## Source material
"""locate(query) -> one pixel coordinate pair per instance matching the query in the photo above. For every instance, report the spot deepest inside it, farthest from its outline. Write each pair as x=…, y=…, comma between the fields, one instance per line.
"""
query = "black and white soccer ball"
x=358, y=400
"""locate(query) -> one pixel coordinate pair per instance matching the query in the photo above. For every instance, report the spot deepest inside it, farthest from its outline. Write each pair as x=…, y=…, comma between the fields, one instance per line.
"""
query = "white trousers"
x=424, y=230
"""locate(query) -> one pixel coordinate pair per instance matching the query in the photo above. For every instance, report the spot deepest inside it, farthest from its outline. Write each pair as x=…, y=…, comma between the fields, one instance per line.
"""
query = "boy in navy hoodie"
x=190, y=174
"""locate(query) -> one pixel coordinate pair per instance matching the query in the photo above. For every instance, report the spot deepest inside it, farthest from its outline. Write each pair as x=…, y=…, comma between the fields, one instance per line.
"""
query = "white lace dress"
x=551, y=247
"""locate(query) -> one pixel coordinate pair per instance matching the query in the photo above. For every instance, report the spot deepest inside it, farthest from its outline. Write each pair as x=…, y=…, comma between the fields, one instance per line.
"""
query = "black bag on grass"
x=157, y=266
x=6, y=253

## What the task asks
Repeat the records above exactly, from the first line to the last.

## Result of the task
"""locate(query) -> one pixel coordinate pair per instance matching the query in the photo above. For every instance, report the spot deepest inside it, farthest from its outline. Write each pair as x=…, y=…, comma between the fields, one instance per line.
"""
query = "black and white soccer ball"
x=358, y=400
"""locate(query) -> one pixel coordinate pair per instance matching the query in the photo above. For every instance, report the spot deepest inside it, farthest from its outline. Write each pair as x=…, y=…, comma between the fields, one instance per line.
"""
query = "white trousers"
x=424, y=230
"""locate(query) -> one pixel coordinate pair per instance matching the query in the photo above. For every instance, report the spot deepest inside it, farthest from its outline. Write each pair as x=…, y=…, comma between the fields, one instance per line.
"""
query = "boy in navy hoodie"
x=190, y=174
"""locate(query) -> one pixel coordinate pair per instance matching the query in the photo above. For every instance, report the spot deepest inside it, farthest from its outline. Write each pair as x=…, y=…, comma between the fields, one instance per line.
"""
query = "white lace dress"
x=551, y=247
"""locate(query) -> one pixel coordinate pair per instance matching the query in the photo above. For every instance, report the spot deepest inside it, farthest from its outline. Write each pair as x=…, y=…, comma between the fields, one instance per line.
"""
query = "black bag on grass"
x=157, y=266
x=6, y=253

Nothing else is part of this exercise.